_Job A_: Write out, word for word, the part of the passage on recruiters' salary questions that runs from "This may seem" to "him or her.".

_Extract to read_:
_ _ _ _ _ _ _

This may seem “rude or pushy” at face value but perhaps the reasoning behind the question is not fully explained to the candidate.  We deal with many clients that conduct salary reviews and will not pay a candidate more than X% over what they were making in their last position.  Other times it is to help us frame a cost of living difference, whether that be an increase or decrease   We have had candidates moving from Silicon Valley to the Mid-West and cannot understand why the salary is $80k instead of $130k.  We also ask this question to better understand our candidate and their unique needs.  If we unknowingly place a candidate in a position earning significantly less than their previous role, as recruiters, we may be presenting a candidate who is a flight risk for our client, or presenting a candidate with a position that really isn’t a good fit for him or her.

Furthermore, our clients expect us to know the candidates salary history and expectations.  Finally, and this is important: we do not share the specifics with the client unless we are required to and always with the candidate’s permission.  Yes, this is true.  We use the salary discussion to help us present the candidate in the best possible situation to create a win-win with the client.  We don’t tell the client the candidate’s salary history.

“What other companies are you interviewing with?”

_ _ _ _ _ _ _

_Available data_:
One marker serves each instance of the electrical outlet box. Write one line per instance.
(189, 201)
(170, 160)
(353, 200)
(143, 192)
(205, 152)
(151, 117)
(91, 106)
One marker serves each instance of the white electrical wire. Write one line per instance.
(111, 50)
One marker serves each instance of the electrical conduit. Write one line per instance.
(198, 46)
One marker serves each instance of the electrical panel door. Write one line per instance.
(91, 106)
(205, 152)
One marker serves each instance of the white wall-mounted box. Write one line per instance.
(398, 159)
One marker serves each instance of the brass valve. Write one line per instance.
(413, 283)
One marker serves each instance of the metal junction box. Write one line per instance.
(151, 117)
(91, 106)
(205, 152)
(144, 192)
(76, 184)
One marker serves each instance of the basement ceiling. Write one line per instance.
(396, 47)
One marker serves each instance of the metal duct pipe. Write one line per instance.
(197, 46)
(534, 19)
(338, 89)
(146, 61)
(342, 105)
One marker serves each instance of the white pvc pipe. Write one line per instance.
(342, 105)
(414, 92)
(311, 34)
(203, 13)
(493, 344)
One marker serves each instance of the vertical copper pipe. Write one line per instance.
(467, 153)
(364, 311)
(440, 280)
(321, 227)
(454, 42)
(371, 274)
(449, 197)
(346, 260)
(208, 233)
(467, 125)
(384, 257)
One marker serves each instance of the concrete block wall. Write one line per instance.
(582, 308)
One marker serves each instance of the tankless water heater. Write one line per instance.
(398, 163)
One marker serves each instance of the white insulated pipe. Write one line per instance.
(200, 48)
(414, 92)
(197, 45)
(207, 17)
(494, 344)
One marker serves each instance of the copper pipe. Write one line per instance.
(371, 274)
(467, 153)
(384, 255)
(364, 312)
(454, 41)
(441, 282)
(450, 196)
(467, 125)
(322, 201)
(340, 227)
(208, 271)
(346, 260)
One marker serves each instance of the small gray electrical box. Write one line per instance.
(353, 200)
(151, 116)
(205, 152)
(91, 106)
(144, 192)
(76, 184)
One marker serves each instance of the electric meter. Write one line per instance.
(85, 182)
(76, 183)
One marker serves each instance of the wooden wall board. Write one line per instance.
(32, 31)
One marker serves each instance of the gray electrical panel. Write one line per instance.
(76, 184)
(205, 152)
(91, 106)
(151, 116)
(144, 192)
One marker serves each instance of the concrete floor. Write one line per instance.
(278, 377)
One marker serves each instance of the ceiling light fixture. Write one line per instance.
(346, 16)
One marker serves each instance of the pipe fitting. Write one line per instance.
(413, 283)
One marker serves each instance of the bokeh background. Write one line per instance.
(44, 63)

_ _ _ _ _ _ _

_Job B_: Lay out the records as a numbered list, from the line with "One marker serves each instance of the wooden" through the last line of the records, leaving out any blank lines.

_Exercise solution A_:
This may seem “rude or pushy” at face value but perhaps the reasoning behind the question is not fully explained to the candidate.  We deal with many clients that conduct salary reviews and will not pay a candidate more than X% over what they were making in their last position.  Other times it is to help us frame a cost of living difference, whether that be an increase or decrease   We have had candidates moving from Silicon Valley to the Mid-West and cannot understand why the salary is $80k instead of $130k.  We also ask this question to better understand our candidate and their unique needs.  If we unknowingly place a candidate in a position earning significantly less than their previous role, as recruiters, we may be presenting a candidate who is a flight risk for our client, or presenting a candidate with a position that really isn’t a good fit for him or her.

_Exercise solution B_:
1. One marker serves each instance of the wooden wall board. Write one line per instance.
2. (32, 31)
3. One marker serves each instance of the gray electrical panel. Write one line per instance.
4. (76, 184)
5. (205, 152)
6. (91, 106)
7. (151, 116)
8. (144, 192)
9. One marker serves each instance of the concrete floor. Write one line per instance.
10. (278, 377)
11. One marker serves each instance of the ceiling light fixture. Write one line per instance.
12. (346, 16)
13. One marker serves each instance of the pipe fitting. Write one line per instance.
14. (413, 283)
15. One marker serves each instance of the bokeh background. Write one line per instance.
16. (44, 63)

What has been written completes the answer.